STATED EXERCISE | Only the lines from the one containing "Target: thick textbook" through the end of the entries should be repeated, exactly as they appear, first and last included.

========

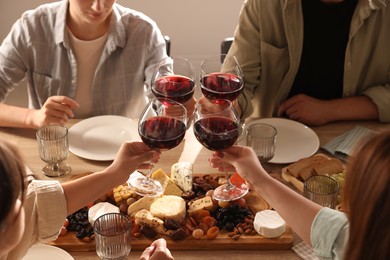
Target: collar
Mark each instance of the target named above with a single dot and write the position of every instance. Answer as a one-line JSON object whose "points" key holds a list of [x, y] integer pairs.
{"points": [[372, 4], [116, 33]]}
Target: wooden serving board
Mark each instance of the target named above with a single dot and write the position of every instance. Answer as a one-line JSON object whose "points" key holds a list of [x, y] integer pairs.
{"points": [[222, 242], [70, 242]]}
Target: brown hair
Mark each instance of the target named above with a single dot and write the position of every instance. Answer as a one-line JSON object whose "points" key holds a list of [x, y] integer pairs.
{"points": [[12, 178], [367, 199]]}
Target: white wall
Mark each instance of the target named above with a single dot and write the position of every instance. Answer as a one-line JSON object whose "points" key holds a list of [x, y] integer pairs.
{"points": [[196, 27]]}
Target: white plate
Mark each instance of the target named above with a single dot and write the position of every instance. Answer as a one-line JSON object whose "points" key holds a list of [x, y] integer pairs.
{"points": [[99, 138], [294, 140], [41, 252]]}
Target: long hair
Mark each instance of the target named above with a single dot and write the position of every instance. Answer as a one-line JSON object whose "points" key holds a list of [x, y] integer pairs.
{"points": [[12, 178], [367, 199]]}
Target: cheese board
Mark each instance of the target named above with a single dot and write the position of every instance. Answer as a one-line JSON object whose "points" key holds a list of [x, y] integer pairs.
{"points": [[223, 241]]}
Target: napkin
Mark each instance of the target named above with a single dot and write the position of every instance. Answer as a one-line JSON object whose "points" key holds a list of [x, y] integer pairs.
{"points": [[304, 251], [343, 145]]}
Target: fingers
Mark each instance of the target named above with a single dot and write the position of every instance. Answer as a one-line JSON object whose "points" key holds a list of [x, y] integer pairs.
{"points": [[148, 252], [157, 251]]}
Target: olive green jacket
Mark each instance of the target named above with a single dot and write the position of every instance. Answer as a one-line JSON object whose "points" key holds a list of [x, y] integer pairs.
{"points": [[268, 44]]}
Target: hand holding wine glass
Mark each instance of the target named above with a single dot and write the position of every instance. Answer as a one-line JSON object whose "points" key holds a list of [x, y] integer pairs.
{"points": [[216, 128], [162, 126]]}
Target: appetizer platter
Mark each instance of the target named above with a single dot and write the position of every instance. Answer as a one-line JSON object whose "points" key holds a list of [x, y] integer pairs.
{"points": [[186, 215]]}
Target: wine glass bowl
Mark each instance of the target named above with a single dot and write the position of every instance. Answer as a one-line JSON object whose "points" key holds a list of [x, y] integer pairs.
{"points": [[162, 126], [174, 79], [216, 127], [221, 81]]}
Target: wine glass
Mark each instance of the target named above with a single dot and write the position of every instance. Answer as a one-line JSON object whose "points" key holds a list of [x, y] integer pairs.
{"points": [[174, 78], [221, 81], [221, 78], [216, 128], [162, 125]]}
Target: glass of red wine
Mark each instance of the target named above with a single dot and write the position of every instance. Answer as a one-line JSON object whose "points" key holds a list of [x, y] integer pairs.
{"points": [[174, 78], [221, 81], [162, 126], [217, 128]]}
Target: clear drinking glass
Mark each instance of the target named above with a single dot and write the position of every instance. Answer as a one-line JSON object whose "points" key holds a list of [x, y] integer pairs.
{"points": [[174, 78], [216, 127], [53, 149], [112, 236], [162, 125], [322, 190], [262, 138]]}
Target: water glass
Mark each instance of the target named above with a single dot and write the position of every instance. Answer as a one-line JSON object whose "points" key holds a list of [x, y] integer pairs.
{"points": [[112, 236], [53, 149], [322, 190], [262, 138]]}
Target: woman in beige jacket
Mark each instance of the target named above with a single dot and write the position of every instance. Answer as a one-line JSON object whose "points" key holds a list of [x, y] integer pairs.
{"points": [[314, 61]]}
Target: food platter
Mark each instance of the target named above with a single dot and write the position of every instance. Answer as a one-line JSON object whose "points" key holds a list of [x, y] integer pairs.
{"points": [[223, 241], [99, 138]]}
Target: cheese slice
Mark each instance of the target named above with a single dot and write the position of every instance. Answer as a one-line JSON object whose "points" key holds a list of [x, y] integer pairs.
{"points": [[170, 188], [199, 204], [269, 223], [100, 209], [181, 174], [145, 218], [142, 203], [169, 207]]}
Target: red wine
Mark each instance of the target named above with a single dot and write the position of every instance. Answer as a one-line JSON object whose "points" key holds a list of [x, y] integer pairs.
{"points": [[216, 133], [178, 88], [162, 132], [217, 86]]}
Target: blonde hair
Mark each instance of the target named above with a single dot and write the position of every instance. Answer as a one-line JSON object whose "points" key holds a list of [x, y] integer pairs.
{"points": [[367, 199], [12, 178]]}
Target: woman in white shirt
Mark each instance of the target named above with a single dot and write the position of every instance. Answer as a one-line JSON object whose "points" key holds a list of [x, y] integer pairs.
{"points": [[35, 213]]}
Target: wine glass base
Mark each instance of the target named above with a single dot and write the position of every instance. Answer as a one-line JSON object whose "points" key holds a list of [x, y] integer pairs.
{"points": [[56, 170], [145, 187], [225, 193]]}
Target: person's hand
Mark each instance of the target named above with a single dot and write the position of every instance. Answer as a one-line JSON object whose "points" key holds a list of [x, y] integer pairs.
{"points": [[305, 109], [157, 251], [56, 110], [133, 156], [241, 159]]}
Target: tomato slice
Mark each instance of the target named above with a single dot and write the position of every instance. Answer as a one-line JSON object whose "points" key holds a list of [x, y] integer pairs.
{"points": [[236, 180]]}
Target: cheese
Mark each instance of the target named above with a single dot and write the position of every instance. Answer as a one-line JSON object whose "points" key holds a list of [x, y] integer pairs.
{"points": [[145, 218], [181, 174], [169, 207], [142, 203], [169, 187], [199, 204], [269, 223], [100, 209]]}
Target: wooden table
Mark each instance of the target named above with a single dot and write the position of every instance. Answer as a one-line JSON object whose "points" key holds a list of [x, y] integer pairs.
{"points": [[189, 150]]}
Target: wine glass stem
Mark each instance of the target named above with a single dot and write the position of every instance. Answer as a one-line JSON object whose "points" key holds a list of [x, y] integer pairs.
{"points": [[229, 185]]}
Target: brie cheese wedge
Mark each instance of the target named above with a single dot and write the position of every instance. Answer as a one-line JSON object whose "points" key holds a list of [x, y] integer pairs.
{"points": [[269, 223]]}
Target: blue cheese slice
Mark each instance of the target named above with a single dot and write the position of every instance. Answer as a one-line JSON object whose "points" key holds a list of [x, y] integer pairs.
{"points": [[181, 174], [269, 223]]}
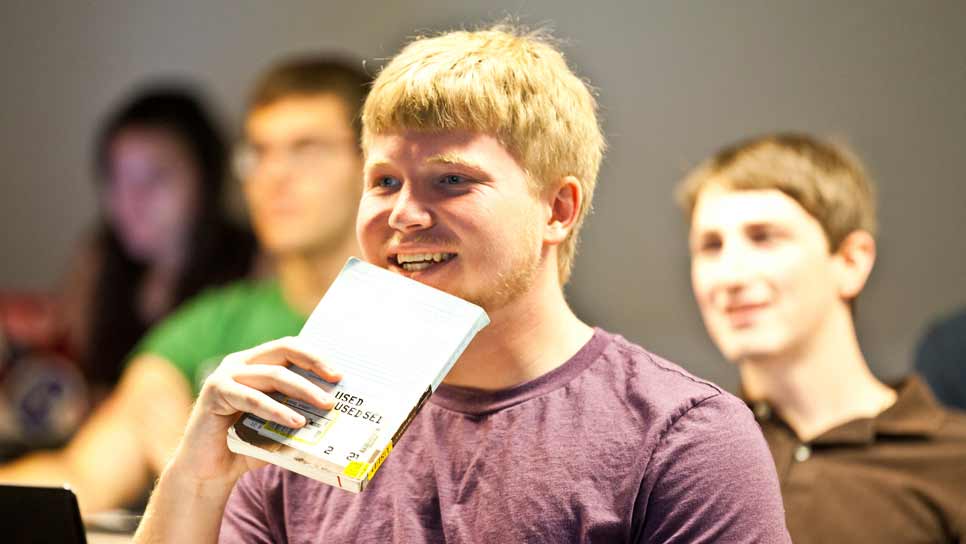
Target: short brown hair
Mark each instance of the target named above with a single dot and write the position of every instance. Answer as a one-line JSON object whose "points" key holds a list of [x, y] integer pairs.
{"points": [[310, 75], [504, 81], [826, 179]]}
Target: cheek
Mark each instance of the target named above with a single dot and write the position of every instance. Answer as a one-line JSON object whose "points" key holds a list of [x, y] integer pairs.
{"points": [[371, 221], [700, 284]]}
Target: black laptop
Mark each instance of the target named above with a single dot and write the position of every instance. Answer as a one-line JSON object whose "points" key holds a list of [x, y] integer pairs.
{"points": [[39, 515]]}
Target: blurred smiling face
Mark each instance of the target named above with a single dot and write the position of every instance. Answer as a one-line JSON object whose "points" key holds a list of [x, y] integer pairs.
{"points": [[453, 210], [761, 271], [152, 192]]}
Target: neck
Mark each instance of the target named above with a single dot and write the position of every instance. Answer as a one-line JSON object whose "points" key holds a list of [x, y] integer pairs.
{"points": [[304, 276], [822, 384], [532, 335]]}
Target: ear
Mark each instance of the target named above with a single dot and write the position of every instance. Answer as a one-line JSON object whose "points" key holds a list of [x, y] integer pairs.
{"points": [[853, 263], [564, 209]]}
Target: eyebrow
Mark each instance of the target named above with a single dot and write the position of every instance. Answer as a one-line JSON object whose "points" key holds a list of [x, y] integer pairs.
{"points": [[454, 159]]}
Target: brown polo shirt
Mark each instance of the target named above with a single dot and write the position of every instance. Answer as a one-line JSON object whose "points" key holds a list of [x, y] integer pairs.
{"points": [[896, 478]]}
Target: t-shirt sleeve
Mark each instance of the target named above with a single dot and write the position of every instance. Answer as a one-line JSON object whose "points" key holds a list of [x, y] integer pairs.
{"points": [[187, 337], [245, 518], [712, 479]]}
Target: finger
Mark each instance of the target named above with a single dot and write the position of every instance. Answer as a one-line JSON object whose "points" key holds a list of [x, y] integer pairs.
{"points": [[283, 380], [241, 398], [292, 350]]}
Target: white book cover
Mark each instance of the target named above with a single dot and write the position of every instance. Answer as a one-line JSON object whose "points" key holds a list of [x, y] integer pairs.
{"points": [[394, 340]]}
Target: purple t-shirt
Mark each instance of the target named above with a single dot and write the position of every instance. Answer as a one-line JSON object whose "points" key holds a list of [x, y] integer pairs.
{"points": [[616, 445]]}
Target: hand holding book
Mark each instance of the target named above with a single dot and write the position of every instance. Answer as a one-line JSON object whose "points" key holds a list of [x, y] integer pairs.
{"points": [[242, 384]]}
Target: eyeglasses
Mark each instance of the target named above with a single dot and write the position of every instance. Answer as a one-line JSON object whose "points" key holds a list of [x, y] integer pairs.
{"points": [[304, 156]]}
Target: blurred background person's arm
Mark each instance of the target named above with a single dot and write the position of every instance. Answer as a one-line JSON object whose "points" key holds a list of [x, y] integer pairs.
{"points": [[123, 445]]}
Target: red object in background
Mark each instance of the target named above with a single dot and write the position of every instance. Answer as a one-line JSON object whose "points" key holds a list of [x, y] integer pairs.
{"points": [[31, 320], [43, 397]]}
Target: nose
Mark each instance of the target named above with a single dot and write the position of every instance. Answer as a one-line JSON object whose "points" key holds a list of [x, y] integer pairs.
{"points": [[409, 212]]}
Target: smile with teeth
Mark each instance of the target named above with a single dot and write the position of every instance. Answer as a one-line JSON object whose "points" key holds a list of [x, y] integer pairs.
{"points": [[414, 262]]}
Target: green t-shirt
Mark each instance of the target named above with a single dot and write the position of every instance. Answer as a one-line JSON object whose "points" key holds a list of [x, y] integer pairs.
{"points": [[218, 322]]}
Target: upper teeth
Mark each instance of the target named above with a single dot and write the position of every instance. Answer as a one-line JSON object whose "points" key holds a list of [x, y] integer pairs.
{"points": [[421, 257]]}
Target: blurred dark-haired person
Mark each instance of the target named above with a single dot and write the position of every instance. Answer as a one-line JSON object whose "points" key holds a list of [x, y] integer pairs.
{"points": [[782, 239], [161, 162], [301, 167], [164, 235]]}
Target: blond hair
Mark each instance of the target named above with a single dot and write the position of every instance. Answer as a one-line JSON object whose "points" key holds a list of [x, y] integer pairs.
{"points": [[506, 82], [826, 179]]}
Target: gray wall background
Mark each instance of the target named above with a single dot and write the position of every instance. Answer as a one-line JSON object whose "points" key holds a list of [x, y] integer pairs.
{"points": [[676, 80]]}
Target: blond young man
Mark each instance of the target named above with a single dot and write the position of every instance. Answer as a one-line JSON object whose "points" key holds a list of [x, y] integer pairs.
{"points": [[482, 148], [782, 242], [301, 166]]}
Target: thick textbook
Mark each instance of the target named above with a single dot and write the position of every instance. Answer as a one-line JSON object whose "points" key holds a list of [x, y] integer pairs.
{"points": [[394, 340]]}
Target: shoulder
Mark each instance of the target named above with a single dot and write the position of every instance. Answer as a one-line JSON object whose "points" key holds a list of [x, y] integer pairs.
{"points": [[661, 387], [952, 429]]}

========

SOLUTION FOR THIS PROBLEM |
Target: thick textbook
Mark each instance of the target named above with a single dot and write the position of every instance. Answer as a one-line JSON object whose "points" key holds a list of [x, y] integer pairs.
{"points": [[394, 340]]}
Target: shoulder
Mark each instance of the target named above with a single dot and write the position of every instance. Answer as a one-line JSON object whose "points" key holds a list of [x, y] integer pairs.
{"points": [[661, 387], [952, 429]]}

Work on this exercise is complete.